**Excerpt to read:**

BLVR: It wasn’t a supersanitized commercial.
CB: Yeah, very, very odd. So I didn’t have to worry about: is this OK, or is that OK? I was just told, “Draw two wires electrocuting a tongue!” But out of the comic strips that I did for them, there was one that was never released. At the very, very, very last moment the head honcho in charge decided we couldn’t do it. The campaign was for Altoids breath strips that are supposed to be really hot and intense—they’ll burn your tongue because they’re so strong. So in the comic there’s a kid who’s got a magnifying lens and he’s burning ants, then it builds from that and he’s going out and burning larger animals like a pig and a cow. And in the end, there’s the big payback when he samples some Altoid strips and he’s imagining a gigantic magnifying lens burning his tongue as all the animals he’s tortured stand around and laugh at him.
BLVR: Were you into drawing as a kid?
CB: Yeah, before I could write, I was drawing. I think a lot of it had to do with finding some way of entertaining myself. And finding some kind of internal world that I could climb into and work inside of.
BLVR: What was high school like?
CB: High school was like… There’s a book I did— called Black Hole? [Laughter] No. High school was much more benign than the way I portray it in Black Hole.
My family moved around a lot when I was growing up, and drawing comics was one of the things I got attention for—I may have been socially inept, but I could draw good monsters. And I would kind of force my friends to draw with me. In grade school I would force my friends to do parodies of superhero comics, and then by the time we were in junior high school, we did parodies of underground comics. And Seattle was conducive to staying in and doing artwork, because it was raining all the time….
BLVR: What work did you like?
CB: My family went to the library once a week and came back with stacks of books, including art books and collections of classic comics. My father had copies of the reprints of Mad when it was a comic book by Harvey Kurtzman, and I was looking at those before I could actually read and understand what the stories were all about. That had a big, big impact on me. Another thing that had a big impact was Tintin. In the late ’50s and the early ’60s an American publisher tried putting out a series of Tintin books, and my dad bought those for me, so I was lucky enough to grow up reading Tintin.
And then as I was growing up I’d read whatever I could find, which would include all of the major, mainstream superhero stuff. And by the time I grew disinterested in that, there were underground comics, which kind of saved me.
BLVR: Where did you buy them?
CB: Well, at that point even though they were supposed to be for adults, you could walk into any head shop and the guy that was selling you your hash pipe was more than happy to, you know, take your fifty cents for Big Ass Comics #2, which smelled like patchouli oil. You’d walk into this kind of dungeony head shop and look at their wares, and they’d have huge stacks of every underground comic available. I would always go for the Robert Crumb books. It’s hard to explain what an impact his work had on me.

**Directions:**
Could you copy the comics interview word for word, everything from "CB: Yeah, before" down to "work inside of."? These lines come from a different source than the interview.

[Location annotation dataset excerpts]

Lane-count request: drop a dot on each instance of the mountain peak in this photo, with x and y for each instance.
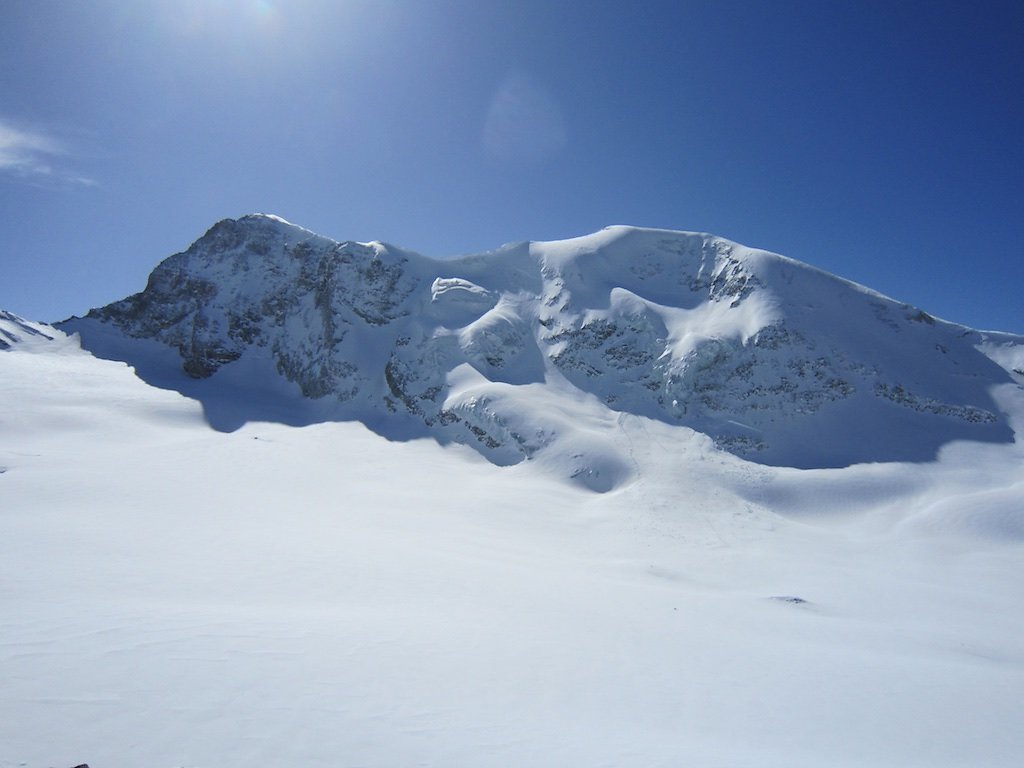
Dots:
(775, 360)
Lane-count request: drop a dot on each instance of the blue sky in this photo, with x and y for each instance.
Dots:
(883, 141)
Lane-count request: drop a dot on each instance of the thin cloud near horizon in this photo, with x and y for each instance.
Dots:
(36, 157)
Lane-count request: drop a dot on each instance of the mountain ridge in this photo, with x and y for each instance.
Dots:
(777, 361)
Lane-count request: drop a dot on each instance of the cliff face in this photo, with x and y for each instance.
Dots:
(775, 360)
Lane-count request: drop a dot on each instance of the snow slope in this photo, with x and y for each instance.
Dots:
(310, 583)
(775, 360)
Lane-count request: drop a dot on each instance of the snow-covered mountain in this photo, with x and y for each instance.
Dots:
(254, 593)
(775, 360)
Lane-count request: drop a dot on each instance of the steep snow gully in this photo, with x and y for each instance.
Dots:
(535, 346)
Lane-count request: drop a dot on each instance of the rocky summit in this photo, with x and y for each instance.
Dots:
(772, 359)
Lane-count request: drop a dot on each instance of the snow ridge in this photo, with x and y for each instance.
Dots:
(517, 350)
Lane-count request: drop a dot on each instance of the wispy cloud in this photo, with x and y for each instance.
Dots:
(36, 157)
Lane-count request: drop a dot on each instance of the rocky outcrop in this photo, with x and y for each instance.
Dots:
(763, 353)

--

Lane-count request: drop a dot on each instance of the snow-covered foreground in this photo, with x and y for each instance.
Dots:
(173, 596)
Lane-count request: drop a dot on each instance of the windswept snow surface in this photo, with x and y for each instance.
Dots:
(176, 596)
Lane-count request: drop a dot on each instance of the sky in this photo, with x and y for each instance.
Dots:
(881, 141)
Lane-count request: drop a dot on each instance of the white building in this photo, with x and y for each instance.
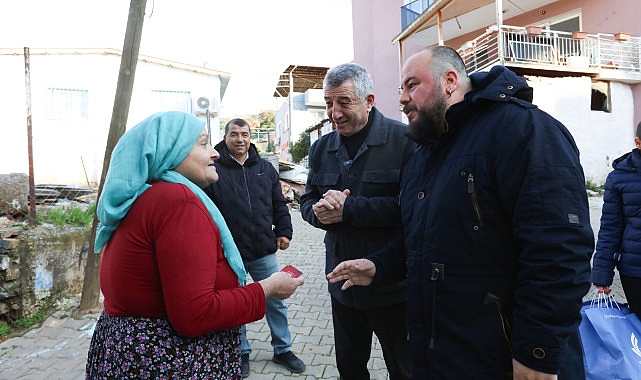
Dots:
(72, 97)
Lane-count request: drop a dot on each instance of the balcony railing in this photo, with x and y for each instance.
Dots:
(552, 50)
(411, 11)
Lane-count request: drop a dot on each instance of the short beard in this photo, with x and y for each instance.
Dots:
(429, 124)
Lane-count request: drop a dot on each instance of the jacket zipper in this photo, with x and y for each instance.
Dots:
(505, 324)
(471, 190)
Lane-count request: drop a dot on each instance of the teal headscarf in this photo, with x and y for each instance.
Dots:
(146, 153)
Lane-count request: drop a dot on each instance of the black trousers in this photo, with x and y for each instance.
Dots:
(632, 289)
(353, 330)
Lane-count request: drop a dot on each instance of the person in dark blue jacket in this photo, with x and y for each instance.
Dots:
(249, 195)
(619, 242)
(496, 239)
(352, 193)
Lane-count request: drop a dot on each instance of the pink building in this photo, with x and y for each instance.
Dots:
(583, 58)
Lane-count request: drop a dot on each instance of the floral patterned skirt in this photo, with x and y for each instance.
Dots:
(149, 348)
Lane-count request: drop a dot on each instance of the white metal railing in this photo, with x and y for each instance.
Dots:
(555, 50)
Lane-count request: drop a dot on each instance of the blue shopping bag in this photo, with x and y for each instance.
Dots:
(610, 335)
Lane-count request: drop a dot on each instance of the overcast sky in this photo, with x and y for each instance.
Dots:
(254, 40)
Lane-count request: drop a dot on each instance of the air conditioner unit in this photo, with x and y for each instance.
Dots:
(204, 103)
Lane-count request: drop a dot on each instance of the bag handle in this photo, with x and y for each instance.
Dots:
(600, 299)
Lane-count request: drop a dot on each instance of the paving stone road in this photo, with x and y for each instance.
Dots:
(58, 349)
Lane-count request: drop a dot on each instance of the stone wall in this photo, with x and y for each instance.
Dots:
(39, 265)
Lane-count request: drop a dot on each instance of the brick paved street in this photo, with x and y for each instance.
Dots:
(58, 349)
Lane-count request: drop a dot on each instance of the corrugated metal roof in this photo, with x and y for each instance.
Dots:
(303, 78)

**Complete answer:**
CB: Yeah, before I could write, I was drawing. I think a lot of it had to do with finding some way of entertaining myself. And finding some kind of internal world that I could climb into and work inside of.